* Requirement
Please quote the passage of the news report on Somalia's Islamist insurgency that begins with the words containing "Since wresting back" and ends with "the paralysed nation.", word for word.

═══ Selected passage ═══

Somalia’s top Islamist leader vowed on Saturday to wage a stronger insurgency in the capital, Mogadishu, until all Ethiopian troops withdraw from the war-shattered Horn of Africa nation.
Sheikh Sharif Sheikh Ahmed, the chief of the executive arm of the Union of Islamic Courts (UIC), said Somalis must defend their nation against Ethiopian forces deployed in Mogadishu to bolster the feeble government.
”Our country was attacked by Ethiopia, who are trying to colonise Somalia,” Ahmed said in the Eritrean capital, Asmara, the base of the Somali government foes.
”We have the right to defend our country. We are compelled to attack Ethiopia. They will be pushed out from Somalia and we will take back our freedom by force,” he added.
”We have a right to live in peace and in freedom and a right to manage our affairs ourselves … Until we get that point, we will continue the fighting,” Ahmed said.
Somali government forces backed by Ethiopian troops earlier this year defeated Somalia’s Islamist militants, who briefly controlled much of the country’s south and central regions. But the Islamists’ successful bid to restore law and order were tainted by allegations that they harbour al-Qaeda extremists.
Since wresting back control of Mogadishu in April, insurgents have switched to guerrilla tactics, carrying out daily hit-and-run shootings, roadside bomb and grenade attacks against government targets.
The Islamists and elders from Mogadishu’s dominant Hawiye clan refused to participate in internationally backed peace talks in Mogadishu, which opened on July 15, marking a key setback to the latest efforts to normalise the paralysed nation.

═══ Given material ═══

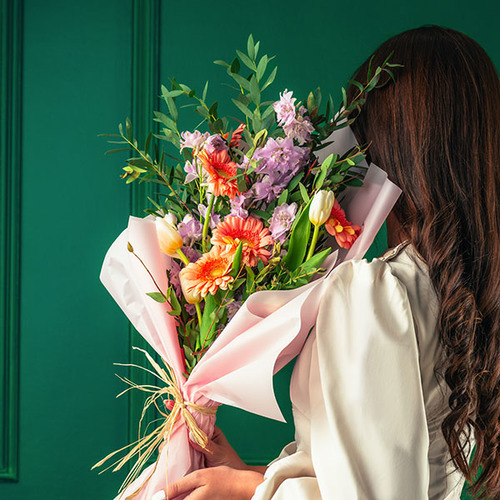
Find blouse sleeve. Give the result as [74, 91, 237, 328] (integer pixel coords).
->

═══

* Response to the task
Since wresting back control of Mogadishu in April, insurgents have switched to guerrilla tactics, carrying out daily hit-and-run shootings, roadside bomb and grenade attacks against government targets.
The Islamists and elders from Mogadishu’s dominant Hawiye clan refused to participate in internationally backed peace talks in Mogadishu, which opened on July 15, marking a key setback to the latest efforts to normalise the paralysed nation.